▶ _What to do_: Starting at the line that contains "Q: Point out each instance of the dark", copy each line through the end of the listing below. Include both ends and output nothing more.

━━━━━━━━━━━━━━━━

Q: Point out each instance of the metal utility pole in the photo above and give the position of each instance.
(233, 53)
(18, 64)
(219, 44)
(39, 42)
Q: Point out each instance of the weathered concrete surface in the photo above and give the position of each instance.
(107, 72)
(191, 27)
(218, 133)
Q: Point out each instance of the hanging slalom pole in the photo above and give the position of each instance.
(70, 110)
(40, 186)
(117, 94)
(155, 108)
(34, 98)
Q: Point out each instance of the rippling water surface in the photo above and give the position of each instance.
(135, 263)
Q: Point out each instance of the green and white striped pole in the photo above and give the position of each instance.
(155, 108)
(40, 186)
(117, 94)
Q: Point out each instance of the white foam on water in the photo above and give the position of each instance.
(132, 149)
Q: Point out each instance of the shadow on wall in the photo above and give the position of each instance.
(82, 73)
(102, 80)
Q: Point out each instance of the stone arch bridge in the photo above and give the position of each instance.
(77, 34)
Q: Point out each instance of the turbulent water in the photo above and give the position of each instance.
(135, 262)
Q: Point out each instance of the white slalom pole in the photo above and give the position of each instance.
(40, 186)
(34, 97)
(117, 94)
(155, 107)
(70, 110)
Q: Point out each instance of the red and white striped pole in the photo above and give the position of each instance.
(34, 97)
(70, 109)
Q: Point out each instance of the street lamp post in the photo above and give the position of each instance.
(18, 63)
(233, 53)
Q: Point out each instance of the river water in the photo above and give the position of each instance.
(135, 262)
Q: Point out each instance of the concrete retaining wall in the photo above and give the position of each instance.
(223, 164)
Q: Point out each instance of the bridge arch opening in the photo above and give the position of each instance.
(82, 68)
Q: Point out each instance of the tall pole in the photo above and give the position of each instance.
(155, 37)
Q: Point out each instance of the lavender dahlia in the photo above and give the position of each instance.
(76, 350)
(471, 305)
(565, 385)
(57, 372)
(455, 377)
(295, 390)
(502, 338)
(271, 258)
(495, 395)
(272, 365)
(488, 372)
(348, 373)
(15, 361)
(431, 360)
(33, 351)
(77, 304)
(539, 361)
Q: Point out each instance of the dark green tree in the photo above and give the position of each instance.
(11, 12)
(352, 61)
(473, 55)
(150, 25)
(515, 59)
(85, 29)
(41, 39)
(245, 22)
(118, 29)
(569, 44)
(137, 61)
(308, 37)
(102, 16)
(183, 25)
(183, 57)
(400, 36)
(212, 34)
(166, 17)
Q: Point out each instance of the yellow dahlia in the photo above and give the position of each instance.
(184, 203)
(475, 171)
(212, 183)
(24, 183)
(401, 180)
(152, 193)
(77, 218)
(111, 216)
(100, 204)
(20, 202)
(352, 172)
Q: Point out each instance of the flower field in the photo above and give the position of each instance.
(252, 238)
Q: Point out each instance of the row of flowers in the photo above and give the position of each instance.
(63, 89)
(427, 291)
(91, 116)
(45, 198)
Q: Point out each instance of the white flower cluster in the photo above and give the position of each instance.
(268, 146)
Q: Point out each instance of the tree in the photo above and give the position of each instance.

━━━━━━━━━━━━━━━━

▶ _Result of this exercise_:
Q: Point out each instance of the dark green tree in the photo above and give the position of each instance.
(11, 12)
(352, 61)
(473, 55)
(150, 25)
(515, 59)
(85, 29)
(41, 39)
(245, 22)
(118, 29)
(569, 44)
(137, 61)
(308, 37)
(102, 16)
(183, 25)
(183, 57)
(400, 36)
(212, 34)
(166, 17)
Q: Point out each instance of the yellow dahlia in the photo above and give the position of each instance.
(184, 203)
(475, 171)
(212, 183)
(24, 183)
(401, 180)
(152, 193)
(77, 218)
(111, 216)
(100, 204)
(20, 202)
(352, 172)
Q: Point out each instance of the flower field in the photo above and give the position of each instance.
(252, 238)
Q: Point out each instance of the row of flowers in the photo above and give the position of each instance.
(63, 89)
(427, 291)
(91, 116)
(45, 198)
Q: Point out each instance of the white flower cluster in the photo above and give the position of each instance.
(268, 146)
Q: Point out each instance of the tree in the photo above and give the position of each instance.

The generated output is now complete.